SEZIONE DEL DOCUMENTO:

I familiari di Mara Visentin, la sessantatreenne di Preganziol deceduta con l’amica Miriam Cappelleto, di 51 anni, nel terribile incidente accaduto la notte del 24 marzo scorso sul Terraglio, nello stesso comune di Preganziol, al km 17+500, sono rimasti ancora una volta esterrefatti dalle indiscrezioni trapelate, o meglio fatte trapelare sui media, sulla perizia cinematica sull’incidente disposta dal Pubblico Ministero della Procura di Treviso dott. Giulio Caprarola nell’ambito del procedimento penale per duplice omicidio stradale a carico del venticinquenne Rom residente nella Città della Marca che ha causato la tragedia e che, al contrario delle due donne, è sopravvissuto. Dell’elaborato prodotto dall’ing. Pierluigi Zamuner, il consulente tecnico d’ufficio incaricato dal Sostituto Procuratore, viene infatti dato ampio e pressoché esclusivo risalto alla circostanza che Mara, alla guida dell’utilitaria, e l’amica, seduta sul sedile del passeggero anteriore, non avrebbero indossato le cinture di sicurezza: “tra un po’ sarà colpa di mia mamma e dovremo chiedere scusa noi” ironizza, amaro, il figlio della signora Visentin.

OPERAZIONI RICHIESTE:
1 - Stabilisci se ciascuna delle affermazioni seguenti concorda con il brano sull'incidente del Terraglio. Rispondi sì o no e cita tra virgolette le parole del brano che lo dimostrano.
(a) Il consulente tecnico d'ufficio incaricato della perizia è l'ing. Pierluigi Zamuner.
(b) Miriam Cappelleto aveva sessantatré anni.
(c) L'incidente è avvenuto al km 17+500 del Terraglio.
2 - Mostra tutte le righe dell'elenco in cui compare la parola "paint".

RIGHE DELL'ELENCO:
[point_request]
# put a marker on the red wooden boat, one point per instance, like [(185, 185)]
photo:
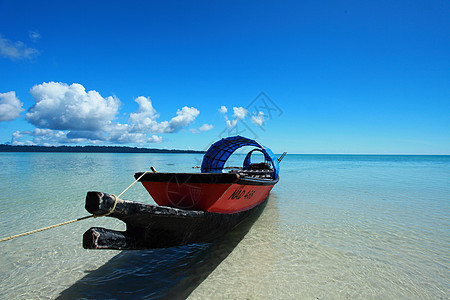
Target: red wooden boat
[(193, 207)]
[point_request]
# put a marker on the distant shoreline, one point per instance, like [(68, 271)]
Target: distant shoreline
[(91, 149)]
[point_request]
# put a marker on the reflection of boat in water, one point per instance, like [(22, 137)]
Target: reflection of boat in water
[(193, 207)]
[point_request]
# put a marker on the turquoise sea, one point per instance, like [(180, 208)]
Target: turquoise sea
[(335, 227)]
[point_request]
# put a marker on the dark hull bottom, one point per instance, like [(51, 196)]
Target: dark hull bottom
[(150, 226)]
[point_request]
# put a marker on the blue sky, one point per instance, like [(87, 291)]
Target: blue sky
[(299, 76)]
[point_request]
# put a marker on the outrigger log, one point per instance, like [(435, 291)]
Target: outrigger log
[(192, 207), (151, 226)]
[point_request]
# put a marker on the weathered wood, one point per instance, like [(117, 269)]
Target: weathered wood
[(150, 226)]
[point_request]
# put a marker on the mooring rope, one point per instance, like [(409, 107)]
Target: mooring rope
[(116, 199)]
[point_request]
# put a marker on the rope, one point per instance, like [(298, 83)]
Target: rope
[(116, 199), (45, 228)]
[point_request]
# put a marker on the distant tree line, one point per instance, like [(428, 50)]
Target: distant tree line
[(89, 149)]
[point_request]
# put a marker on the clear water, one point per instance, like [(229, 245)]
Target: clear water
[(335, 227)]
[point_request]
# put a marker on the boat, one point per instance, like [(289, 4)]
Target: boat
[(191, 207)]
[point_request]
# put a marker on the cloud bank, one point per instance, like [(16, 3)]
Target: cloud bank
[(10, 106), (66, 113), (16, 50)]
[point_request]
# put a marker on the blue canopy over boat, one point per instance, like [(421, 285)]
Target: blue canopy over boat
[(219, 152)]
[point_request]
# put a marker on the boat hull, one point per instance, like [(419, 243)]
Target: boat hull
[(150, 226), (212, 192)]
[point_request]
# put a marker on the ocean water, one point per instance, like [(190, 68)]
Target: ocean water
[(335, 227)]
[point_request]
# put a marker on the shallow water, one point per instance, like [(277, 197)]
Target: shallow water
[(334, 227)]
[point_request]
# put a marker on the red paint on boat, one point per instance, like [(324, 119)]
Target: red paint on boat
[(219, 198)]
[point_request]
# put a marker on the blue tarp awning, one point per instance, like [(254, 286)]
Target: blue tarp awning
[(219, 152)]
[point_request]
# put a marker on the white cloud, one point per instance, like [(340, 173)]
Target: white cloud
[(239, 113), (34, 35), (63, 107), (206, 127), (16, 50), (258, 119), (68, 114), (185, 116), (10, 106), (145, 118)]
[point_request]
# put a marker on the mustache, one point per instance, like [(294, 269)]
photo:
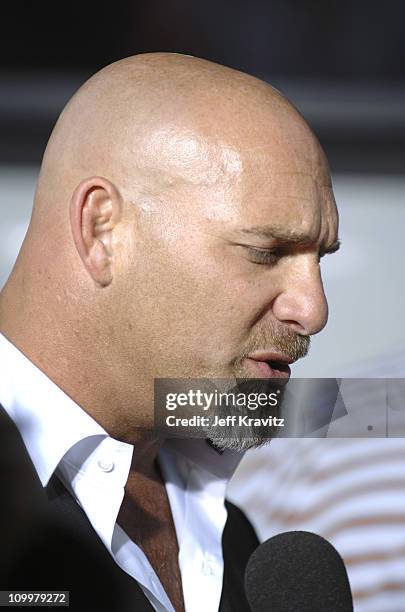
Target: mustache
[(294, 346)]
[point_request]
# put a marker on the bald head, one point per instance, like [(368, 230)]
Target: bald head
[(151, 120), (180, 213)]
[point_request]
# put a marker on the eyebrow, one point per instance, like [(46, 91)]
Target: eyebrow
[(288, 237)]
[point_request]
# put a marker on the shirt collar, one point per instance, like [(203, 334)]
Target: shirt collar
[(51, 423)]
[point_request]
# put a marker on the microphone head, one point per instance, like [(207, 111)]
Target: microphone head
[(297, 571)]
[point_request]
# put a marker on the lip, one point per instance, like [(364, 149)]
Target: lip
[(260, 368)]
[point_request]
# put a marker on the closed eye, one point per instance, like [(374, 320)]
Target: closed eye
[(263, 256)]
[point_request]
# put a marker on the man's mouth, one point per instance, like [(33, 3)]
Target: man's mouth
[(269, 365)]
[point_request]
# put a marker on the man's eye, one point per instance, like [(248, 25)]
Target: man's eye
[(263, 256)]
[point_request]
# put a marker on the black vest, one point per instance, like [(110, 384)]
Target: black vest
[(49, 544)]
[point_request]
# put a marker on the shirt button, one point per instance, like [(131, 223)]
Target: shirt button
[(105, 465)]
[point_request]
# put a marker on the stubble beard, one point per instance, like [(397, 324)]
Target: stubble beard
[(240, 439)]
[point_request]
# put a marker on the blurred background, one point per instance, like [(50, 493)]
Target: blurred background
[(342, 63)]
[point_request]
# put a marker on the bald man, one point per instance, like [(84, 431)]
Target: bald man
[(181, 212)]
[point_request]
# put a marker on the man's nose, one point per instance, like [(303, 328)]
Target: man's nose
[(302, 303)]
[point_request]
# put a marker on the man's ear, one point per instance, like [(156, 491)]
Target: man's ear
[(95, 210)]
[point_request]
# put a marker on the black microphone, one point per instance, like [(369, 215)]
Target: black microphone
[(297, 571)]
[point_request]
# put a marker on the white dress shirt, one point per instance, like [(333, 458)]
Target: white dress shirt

SOLUZIONI PROPOSTE:
1 -
(a) Sì: "Dell’elaborato prodotto dall’ing. Pierluigi Zamuner, il consulente tecnico d’ufficio incaricato dal Sostituto Procuratore".
(b) No: "l’amica Miriam Cappelleto, di 51 anni".
(c) Sì: "sul Terraglio, nello stesso comune di Preganziol, al km 17+500".

2 -
# put a marker on the red paint on boat, one point per instance, like [(324, 119)]
Target: red paint on boat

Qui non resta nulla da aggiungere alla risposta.